#### Desafío 1:
Reescribe el fragmento sobre Melville entre "La hipótesis de" y "de su Commedia.", ambos inclusive, y cambia "decadencia" por "crisis".
#### Desafío 2:
Enumera los personajes que, según el fragmento sobre Melville, terminan callando.

#### Fragmento de lectura:
- - -
Suele decirse que ante las grandes obras de arte sólo puede callarse. Luego de percibirlas sólo queda el silencio. No es ocioso aquí recordar al respecto las últimas palabras de Hamlet antes de morir: “The rest is silence”. Teniendo en cuenta esto, nos resulta sintomático que algunos de los personajes centrales de muchas de las novelas más trascendentales de la literatura norteamericana terminan callando: Bartleby, Benito Cereno, Milly (cuya carta es quemada sin que podamos llegar a conocer su contenido) en The wings of the dove y Caddy en The sound and the fury. Y, más aún, el mismo Herman Melville, cuya obra literaria fue en gran parte incomprendida durante su vida, lo cual lo redujo a un terrible y desesperante silencio editorial, hecho que tuvo como corolario la no publicación de su última obra, Billy Budd. Además, Melville logró vivenciar las contradicciones que se venían desarrollando y que se verían aumentadas con el paso de los años. Con lo cual, debemos concluir diciendo, en cuanto a esto, que el autor de Moby Dick no terminó sus días en el silencio, sino, más bien, en lo contrario, en un gran grito a favor del ser humano y su hermosa condición tan bastardeada y corrupta.

La hipótesis de este breve trabajo se centra en la idea de que Bartleby the scrivener, Benito Cereno y Billy Budd encierran una fuerte crítica, con más o menos fuerza, agresividad y destreza narrativa, de forma directa o de modo más indirecto y solapado, a unas sociedades y, con ellas, a sus respectivos gobiernos, que se hallan en una gran decadencia de sus valores e instituciones. Y que, si alguna vez lo tuvieron, han perdido el recto camino, del mismo modo que Dante en el Canto I de su Commedia.

La crítica se desarrolla en lo político, lo social, lo económico, pero, en todas logra un salto mucho más allá y se remonta a los grandes problemas éticos de la condición humana, aquellos que ya aparecen en la tragedia griega y que nos obligan a pensar en la Antígona de Sófocles. Donde, del mismo modo que en Billy Budd, el hombre y la mujer deben enfrentarse al gran problema de la disyuntiva que se establece entre una ley del poder, escrita y tallada con la sangre de los inocentes, y otra no escrita, ágrafa, la ley del corazón, podría decirse, una anterior, más primitiva, ligada, en muchos casos, a lo religioso y espiritual que anida en el ser humano y que, para algunas almas nobles, no puede, bajo ningún punto de vista, ser dejada de lado.
- - -
#### Datos sin procesar:
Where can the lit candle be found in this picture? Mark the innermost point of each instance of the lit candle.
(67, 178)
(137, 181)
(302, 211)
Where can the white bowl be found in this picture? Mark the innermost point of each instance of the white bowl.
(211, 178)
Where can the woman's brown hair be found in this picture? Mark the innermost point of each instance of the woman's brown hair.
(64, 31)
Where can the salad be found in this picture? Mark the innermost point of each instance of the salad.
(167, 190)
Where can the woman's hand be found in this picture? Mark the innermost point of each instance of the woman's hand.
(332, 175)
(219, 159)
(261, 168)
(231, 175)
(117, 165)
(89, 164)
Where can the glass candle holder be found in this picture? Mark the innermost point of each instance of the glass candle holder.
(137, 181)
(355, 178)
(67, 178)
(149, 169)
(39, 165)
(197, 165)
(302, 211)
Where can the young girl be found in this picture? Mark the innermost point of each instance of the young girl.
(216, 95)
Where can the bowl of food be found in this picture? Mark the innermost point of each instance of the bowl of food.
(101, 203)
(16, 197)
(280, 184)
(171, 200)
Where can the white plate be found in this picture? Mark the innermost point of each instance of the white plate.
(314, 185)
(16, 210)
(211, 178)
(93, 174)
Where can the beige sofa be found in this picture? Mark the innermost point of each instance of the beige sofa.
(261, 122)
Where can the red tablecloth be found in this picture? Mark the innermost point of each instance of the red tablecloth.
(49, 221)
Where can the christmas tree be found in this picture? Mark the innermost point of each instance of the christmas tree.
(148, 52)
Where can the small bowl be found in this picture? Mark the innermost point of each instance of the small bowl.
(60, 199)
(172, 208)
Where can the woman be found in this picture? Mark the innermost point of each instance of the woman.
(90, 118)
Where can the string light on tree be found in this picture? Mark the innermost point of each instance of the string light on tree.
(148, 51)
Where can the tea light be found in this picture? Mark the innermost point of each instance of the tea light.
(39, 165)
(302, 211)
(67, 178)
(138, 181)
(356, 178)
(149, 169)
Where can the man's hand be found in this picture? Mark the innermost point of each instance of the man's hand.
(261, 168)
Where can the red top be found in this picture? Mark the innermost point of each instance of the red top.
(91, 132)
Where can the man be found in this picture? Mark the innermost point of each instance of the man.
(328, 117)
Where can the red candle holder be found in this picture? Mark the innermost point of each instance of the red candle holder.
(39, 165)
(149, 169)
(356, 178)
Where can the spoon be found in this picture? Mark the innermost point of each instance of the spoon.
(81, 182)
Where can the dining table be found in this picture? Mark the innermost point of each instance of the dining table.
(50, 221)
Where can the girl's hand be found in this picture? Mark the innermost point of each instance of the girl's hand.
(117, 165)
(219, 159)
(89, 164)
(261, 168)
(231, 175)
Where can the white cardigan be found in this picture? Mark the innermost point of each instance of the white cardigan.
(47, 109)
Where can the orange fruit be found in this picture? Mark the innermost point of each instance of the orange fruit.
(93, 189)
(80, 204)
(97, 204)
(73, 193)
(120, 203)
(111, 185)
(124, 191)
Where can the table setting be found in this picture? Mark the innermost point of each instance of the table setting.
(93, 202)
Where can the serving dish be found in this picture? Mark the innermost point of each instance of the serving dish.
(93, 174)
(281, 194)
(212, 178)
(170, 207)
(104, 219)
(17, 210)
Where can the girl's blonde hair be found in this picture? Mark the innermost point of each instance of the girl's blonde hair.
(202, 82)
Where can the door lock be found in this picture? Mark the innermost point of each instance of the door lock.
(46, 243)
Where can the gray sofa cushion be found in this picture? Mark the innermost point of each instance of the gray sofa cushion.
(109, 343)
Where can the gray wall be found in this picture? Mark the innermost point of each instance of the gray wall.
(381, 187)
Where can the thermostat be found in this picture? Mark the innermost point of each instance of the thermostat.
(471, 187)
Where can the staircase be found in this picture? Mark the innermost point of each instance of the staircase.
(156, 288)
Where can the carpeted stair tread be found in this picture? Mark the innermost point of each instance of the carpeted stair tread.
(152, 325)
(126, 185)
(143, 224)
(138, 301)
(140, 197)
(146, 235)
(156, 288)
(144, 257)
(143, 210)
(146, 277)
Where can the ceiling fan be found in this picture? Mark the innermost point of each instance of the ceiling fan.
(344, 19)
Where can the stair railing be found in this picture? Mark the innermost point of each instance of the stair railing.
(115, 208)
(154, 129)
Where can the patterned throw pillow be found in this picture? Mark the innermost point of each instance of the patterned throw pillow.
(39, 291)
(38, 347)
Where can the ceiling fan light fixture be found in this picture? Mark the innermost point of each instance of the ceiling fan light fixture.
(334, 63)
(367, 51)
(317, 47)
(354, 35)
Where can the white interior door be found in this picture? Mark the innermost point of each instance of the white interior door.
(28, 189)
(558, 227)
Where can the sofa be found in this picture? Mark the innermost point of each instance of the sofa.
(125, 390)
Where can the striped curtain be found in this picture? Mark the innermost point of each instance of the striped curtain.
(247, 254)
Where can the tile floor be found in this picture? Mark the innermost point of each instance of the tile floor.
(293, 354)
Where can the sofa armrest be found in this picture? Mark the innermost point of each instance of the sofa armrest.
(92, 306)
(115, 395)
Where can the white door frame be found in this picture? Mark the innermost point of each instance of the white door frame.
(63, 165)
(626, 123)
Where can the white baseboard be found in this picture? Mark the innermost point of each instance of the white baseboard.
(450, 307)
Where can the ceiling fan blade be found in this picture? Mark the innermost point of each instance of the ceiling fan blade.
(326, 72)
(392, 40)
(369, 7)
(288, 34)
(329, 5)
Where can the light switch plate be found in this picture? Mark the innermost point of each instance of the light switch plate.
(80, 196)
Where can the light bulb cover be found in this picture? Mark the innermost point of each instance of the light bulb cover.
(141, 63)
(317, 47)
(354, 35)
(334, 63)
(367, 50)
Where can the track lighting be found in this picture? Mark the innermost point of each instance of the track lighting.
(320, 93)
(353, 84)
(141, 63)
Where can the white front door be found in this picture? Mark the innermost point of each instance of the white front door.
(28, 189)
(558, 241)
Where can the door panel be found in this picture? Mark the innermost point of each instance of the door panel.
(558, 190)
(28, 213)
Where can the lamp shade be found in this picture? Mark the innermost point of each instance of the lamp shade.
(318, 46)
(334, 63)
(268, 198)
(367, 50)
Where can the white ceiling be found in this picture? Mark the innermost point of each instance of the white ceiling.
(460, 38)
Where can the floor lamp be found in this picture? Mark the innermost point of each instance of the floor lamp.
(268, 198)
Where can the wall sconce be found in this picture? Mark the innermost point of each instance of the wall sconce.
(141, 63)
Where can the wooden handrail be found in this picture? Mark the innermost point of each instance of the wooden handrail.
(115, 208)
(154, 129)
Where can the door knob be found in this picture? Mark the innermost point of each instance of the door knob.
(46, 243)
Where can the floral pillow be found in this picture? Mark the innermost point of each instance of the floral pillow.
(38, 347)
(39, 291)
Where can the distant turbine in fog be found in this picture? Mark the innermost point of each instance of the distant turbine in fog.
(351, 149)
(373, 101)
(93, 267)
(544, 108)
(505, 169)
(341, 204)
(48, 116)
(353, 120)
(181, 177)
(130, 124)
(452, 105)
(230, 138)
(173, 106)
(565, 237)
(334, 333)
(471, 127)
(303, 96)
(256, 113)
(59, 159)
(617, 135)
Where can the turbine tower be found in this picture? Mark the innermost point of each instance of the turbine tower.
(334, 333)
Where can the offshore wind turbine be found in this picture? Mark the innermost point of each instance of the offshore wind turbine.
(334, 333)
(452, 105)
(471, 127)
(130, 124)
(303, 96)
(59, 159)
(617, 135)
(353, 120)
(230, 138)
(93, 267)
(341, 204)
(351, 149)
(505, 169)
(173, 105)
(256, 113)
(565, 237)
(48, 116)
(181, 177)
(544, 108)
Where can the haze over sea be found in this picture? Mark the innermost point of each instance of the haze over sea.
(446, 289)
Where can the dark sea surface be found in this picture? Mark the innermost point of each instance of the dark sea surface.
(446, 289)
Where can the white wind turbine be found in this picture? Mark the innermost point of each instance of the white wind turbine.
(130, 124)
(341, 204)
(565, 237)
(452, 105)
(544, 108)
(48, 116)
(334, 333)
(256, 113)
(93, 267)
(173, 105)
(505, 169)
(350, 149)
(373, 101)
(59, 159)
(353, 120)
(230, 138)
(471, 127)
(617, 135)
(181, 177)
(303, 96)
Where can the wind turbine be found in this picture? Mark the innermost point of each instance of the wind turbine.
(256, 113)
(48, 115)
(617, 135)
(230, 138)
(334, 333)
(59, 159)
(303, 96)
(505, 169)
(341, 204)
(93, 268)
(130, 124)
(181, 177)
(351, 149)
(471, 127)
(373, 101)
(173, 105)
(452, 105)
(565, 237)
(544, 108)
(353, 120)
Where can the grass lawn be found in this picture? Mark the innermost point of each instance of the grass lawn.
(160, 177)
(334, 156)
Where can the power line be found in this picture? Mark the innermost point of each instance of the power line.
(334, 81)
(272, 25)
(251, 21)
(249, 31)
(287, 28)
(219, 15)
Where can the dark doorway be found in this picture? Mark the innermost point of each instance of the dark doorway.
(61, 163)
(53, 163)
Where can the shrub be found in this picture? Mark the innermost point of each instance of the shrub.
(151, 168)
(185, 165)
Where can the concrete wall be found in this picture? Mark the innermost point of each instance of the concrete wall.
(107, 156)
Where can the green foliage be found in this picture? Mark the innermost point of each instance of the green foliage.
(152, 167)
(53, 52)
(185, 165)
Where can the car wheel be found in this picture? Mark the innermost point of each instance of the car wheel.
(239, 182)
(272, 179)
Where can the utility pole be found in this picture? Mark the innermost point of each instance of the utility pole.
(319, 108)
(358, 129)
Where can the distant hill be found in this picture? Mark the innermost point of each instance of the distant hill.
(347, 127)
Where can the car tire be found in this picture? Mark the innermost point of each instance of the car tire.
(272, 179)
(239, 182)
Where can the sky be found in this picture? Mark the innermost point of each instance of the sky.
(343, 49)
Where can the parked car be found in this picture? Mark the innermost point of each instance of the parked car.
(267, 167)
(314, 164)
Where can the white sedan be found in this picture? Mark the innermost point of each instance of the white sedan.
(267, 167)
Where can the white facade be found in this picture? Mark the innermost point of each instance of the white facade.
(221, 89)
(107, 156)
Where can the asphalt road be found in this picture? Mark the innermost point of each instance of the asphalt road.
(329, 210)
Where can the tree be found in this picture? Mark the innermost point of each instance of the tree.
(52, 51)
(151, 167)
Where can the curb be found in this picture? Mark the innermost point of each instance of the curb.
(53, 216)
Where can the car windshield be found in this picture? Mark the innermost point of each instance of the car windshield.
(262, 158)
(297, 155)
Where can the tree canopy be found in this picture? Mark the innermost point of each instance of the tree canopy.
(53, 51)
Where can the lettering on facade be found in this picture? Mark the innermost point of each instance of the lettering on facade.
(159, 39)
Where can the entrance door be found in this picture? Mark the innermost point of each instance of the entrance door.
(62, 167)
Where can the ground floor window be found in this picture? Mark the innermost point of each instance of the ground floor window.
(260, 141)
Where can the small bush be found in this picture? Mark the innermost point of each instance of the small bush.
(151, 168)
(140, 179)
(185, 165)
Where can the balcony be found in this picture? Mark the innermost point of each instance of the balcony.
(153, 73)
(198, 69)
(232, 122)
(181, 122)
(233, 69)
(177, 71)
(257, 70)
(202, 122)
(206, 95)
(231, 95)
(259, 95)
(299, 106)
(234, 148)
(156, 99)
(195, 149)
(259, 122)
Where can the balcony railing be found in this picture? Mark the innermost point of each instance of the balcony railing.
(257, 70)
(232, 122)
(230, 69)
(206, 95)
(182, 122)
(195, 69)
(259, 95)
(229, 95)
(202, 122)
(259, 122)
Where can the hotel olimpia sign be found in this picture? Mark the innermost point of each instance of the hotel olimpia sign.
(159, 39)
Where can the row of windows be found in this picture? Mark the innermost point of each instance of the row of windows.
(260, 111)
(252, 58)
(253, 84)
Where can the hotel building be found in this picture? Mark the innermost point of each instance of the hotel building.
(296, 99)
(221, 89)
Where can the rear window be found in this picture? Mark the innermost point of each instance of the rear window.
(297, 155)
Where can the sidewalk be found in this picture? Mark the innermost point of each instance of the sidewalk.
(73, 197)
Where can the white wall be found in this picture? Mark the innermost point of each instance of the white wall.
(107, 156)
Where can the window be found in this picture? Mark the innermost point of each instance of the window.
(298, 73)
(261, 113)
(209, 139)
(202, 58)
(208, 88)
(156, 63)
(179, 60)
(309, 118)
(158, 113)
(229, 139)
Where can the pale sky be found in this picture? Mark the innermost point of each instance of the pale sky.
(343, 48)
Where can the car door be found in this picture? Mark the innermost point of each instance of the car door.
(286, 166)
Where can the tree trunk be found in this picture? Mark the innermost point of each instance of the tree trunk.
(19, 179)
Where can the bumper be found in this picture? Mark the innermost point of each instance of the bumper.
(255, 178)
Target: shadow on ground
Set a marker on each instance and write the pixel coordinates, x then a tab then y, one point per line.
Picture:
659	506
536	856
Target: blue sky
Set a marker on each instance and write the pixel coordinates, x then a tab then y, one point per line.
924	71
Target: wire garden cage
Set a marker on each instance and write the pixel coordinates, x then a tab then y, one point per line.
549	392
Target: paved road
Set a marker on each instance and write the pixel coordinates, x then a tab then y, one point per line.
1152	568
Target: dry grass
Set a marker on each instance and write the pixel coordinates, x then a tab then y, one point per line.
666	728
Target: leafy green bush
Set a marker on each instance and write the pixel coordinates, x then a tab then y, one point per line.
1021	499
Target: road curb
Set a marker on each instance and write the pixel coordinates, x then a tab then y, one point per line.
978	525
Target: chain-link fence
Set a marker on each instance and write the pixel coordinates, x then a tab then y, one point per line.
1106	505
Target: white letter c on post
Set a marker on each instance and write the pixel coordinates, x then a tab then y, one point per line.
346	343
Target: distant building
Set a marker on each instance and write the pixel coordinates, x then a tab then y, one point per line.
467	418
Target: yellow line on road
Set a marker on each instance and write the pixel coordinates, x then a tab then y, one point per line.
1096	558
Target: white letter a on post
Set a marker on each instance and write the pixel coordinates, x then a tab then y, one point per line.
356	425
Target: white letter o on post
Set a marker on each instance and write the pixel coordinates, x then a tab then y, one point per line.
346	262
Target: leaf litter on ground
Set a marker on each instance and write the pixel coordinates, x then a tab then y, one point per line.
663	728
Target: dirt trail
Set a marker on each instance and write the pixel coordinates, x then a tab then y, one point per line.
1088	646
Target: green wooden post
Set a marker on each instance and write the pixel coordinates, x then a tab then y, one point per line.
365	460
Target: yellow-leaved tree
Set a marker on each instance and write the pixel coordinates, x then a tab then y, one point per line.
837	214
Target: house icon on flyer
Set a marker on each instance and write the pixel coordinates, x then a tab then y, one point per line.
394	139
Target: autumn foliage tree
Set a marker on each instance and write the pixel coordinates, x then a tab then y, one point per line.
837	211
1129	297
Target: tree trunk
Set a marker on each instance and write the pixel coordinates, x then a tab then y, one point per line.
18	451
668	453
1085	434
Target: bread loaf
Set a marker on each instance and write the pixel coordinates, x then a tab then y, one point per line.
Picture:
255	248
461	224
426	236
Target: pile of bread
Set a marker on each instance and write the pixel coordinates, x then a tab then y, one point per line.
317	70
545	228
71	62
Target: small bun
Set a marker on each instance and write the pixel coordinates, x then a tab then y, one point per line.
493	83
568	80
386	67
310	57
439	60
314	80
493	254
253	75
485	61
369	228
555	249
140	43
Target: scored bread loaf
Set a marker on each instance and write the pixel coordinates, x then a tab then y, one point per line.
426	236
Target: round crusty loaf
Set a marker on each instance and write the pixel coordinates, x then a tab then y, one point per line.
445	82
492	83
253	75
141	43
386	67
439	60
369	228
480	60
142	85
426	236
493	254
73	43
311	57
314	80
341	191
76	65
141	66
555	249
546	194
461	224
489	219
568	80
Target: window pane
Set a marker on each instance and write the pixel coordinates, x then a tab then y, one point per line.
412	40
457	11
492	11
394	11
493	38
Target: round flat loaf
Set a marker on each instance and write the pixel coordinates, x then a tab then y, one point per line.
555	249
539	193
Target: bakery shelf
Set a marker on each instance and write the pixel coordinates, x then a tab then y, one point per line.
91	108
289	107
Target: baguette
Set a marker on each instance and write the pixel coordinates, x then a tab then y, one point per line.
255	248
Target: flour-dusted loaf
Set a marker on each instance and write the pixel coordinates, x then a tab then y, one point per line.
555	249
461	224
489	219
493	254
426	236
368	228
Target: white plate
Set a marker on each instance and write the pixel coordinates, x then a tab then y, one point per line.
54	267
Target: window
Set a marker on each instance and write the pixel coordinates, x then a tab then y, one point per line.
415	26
- - -
#### Resultado 1:
La hipótesis de este breve trabajo se centra en la idea de que Bartleby the scrivener, Benito Cereno y Billy Budd encierran una fuerte crítica, con más o menos fuerza, agresividad y destreza narrativa, de forma directa o de modo más indirecto y solapado, a unas sociedades y, con ellas, a sus respectivos gobiernos, que se hallan en una gran crisis de sus valores e instituciones. Y que, si alguna vez lo tuvieron, han perdido el recto camino, del mismo modo que Dante en el Canto I de su Commedia.

#### Resultado 2:
- Bartleby
- Benito Cereno
- Milly, en The wings of the dove
- Caddy, en The sound and the fury